▸ ФРАГМЕНТ ИСТОЧНИКА
•••••
У него были свои, очень чёткие представления о том, какова должна быть философия, которые как бы не очень вписывались в генеральную линию партии и правительства - что, однако, не мешало этому человеку работать в Институте Философии, верховном учреждении советского философского официоза, и быть одним из авторов «Философской энциклопедии» - свода тогдашних официальных представлений на эту тему. Владислав Лекторский вспоминает, как в 1955 году Ильенкова выгнали с философского факультета МГУ, однако тогда же приняли на работу в Институт философии и даже «разрешили заниматься исследованиями», только преподавать запретили. Ничего себе дикарь-одиночка. Иными словами, он – при всех разногласиях - оставался не просто своим, а в самой сердцевине своего. Для разнообразия мы можем сравнить его биографию, хотя и кончившуюся так трагически, с судьбами таких мыслителей, как, скажем, Яков Друскин или Евгений Шифферс.
•••••
▸ ЗАДАНИЕ
Продолжите фрагмент об Ильенкове, начав сразу после его последнего предложения. Записи, идущие далее, никак не связаны с фрагментом об Ильенкове.

(Список данных)
•••••
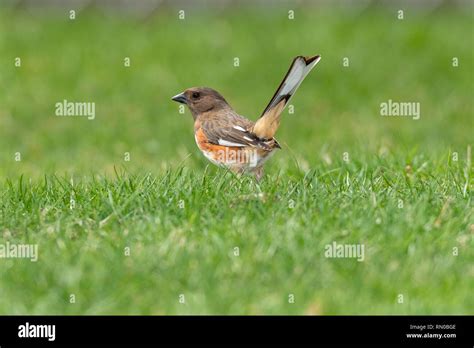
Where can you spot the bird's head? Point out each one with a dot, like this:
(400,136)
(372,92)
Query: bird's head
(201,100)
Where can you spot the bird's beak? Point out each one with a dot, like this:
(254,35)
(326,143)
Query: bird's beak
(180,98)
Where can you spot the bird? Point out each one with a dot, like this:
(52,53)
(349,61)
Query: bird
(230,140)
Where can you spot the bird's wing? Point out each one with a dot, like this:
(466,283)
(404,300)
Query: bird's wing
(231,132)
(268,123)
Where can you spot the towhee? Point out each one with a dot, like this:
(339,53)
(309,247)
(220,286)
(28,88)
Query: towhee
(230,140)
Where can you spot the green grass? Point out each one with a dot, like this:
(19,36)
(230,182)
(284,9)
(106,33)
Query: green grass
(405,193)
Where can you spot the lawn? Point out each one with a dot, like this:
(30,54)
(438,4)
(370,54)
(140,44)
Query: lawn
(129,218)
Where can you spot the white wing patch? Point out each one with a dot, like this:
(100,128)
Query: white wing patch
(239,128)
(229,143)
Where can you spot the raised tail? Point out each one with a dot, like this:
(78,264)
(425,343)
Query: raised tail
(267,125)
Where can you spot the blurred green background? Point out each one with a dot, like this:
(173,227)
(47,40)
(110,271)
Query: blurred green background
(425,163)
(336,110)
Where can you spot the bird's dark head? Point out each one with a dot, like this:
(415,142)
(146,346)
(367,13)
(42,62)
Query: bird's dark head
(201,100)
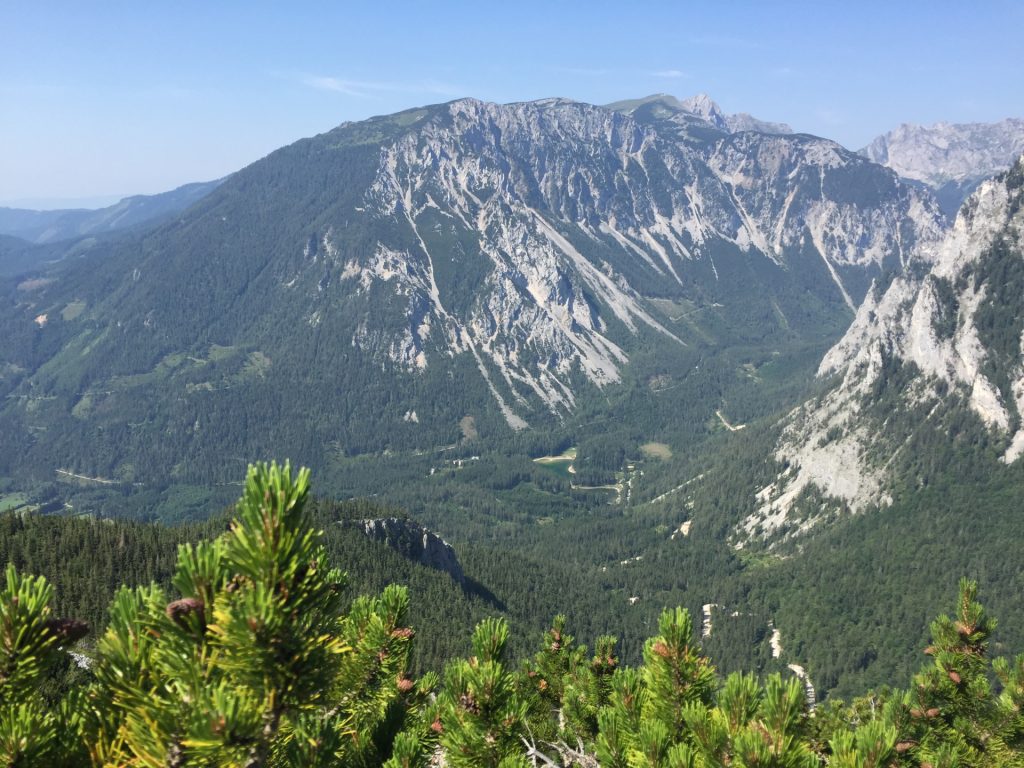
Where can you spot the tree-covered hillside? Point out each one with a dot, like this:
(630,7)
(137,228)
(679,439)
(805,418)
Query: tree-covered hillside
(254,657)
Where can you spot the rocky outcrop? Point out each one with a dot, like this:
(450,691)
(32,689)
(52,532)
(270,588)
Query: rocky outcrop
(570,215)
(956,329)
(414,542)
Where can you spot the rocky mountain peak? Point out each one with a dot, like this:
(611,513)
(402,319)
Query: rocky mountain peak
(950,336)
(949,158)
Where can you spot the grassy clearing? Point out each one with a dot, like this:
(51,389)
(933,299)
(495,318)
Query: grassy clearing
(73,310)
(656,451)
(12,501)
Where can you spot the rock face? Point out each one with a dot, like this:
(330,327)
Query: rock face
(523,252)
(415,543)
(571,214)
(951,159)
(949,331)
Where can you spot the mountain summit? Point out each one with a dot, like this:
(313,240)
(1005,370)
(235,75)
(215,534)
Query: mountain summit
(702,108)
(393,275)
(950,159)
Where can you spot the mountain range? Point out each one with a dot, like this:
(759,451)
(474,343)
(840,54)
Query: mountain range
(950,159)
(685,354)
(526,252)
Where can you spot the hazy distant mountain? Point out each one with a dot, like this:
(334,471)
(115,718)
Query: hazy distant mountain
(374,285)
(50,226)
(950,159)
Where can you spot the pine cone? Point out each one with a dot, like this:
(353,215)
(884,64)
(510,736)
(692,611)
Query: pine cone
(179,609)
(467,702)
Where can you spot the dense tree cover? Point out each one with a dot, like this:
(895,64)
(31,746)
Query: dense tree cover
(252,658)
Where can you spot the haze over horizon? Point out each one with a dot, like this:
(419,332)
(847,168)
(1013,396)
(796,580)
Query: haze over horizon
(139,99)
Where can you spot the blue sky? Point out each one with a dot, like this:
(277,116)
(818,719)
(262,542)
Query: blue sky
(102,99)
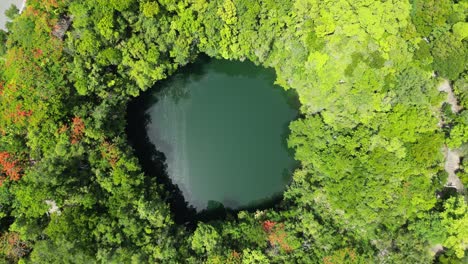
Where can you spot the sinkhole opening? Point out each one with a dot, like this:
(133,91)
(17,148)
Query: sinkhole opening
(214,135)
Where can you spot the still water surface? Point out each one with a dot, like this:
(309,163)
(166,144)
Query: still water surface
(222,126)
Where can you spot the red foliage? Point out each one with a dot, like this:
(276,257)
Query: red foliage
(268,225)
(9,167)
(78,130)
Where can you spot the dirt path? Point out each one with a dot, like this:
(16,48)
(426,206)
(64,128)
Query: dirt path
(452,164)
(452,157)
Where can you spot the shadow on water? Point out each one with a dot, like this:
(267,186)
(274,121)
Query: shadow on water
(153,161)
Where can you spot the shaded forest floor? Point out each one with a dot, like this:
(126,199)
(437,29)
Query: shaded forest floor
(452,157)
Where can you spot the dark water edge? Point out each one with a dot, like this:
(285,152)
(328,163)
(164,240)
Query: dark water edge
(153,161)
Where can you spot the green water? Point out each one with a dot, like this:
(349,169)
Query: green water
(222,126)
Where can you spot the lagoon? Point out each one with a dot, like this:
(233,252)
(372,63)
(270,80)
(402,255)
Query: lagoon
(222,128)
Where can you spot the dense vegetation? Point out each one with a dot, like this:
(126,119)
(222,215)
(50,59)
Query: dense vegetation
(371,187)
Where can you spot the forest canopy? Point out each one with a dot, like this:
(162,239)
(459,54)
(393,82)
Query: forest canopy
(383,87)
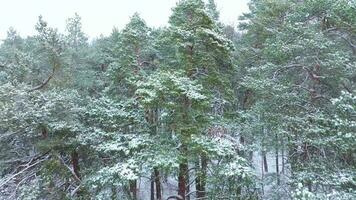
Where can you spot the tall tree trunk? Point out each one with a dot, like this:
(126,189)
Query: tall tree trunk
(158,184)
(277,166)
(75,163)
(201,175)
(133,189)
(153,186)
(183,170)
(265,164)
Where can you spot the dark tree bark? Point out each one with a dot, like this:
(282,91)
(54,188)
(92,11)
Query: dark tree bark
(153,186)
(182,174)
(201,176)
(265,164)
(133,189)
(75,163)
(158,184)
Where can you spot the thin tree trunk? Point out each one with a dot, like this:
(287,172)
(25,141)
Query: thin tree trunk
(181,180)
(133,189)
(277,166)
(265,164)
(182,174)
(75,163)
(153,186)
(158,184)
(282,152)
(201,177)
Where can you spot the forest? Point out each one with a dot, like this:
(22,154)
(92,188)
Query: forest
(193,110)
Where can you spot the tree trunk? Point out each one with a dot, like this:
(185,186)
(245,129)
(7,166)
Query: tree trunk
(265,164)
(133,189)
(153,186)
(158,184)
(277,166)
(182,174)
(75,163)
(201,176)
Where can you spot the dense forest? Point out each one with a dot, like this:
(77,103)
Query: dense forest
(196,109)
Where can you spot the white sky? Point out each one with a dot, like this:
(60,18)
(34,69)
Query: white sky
•••••
▸ ИТОГОВЫЙ РЕЗУЛЬТАТ
Отстаивая свои позиции, Ильенков, разумеется, был уверен, что защищает самое истину, по крайней мере – аутентичнейшую версию самого марксизма, который в его – да и не только в его - глазах был фактически синонимичен истине («…он всегда был готов к «драке», - пишет Валентин Толстых, - если она затевалась по делу и касалась истины». «Свою позицию в философии он от марксовой не отличал», - добавляет Лев Науменко). Это, конечно, добавляло его образу привлекательности и своего рода убедительности в глазах и современников, и авторов книги, которые тоже все – из их числа. Тем более интересен и полезен был бы взгляд извне: не обязательно оппонента (хотя тоже – почему бы и нет?), но, во всяком случае, человека, который не принадлежал бы ни к тогдашней ильенковской среде, ни к его поколению и не испытал бы формирующего влияния его безусловно харизматичной личности или идей – словом, того, кто не имел бы личных и понятных причин быть пристрастным. Во взгляде такого человека было бы что-то от суда по большому счёту.

Роль, хоть сколько-то достойную названия роли взгляда извне, здесь выполняет один-единственный текст – но и тот не лишённый известной пристрастности. Это статья канадского философа Дэвида Бэкхерста, профессора философского факультета Университета Куинс, ведущего западного специалиста по Ильенкову, написавшего первую англоязычную книги о нём. Именно он – единственный на всю книгу автор, рискнувший произнести в связи с Ильенковым слово «заблуждения» и упомянуть об ограничивающем влиянии условий работы его героя («Он не был мыслителем уровня Канта, Витгенштейна или даже Выготского и Бахтина (хотя, учитывая условия, в которых он работал, его достижения значительны»).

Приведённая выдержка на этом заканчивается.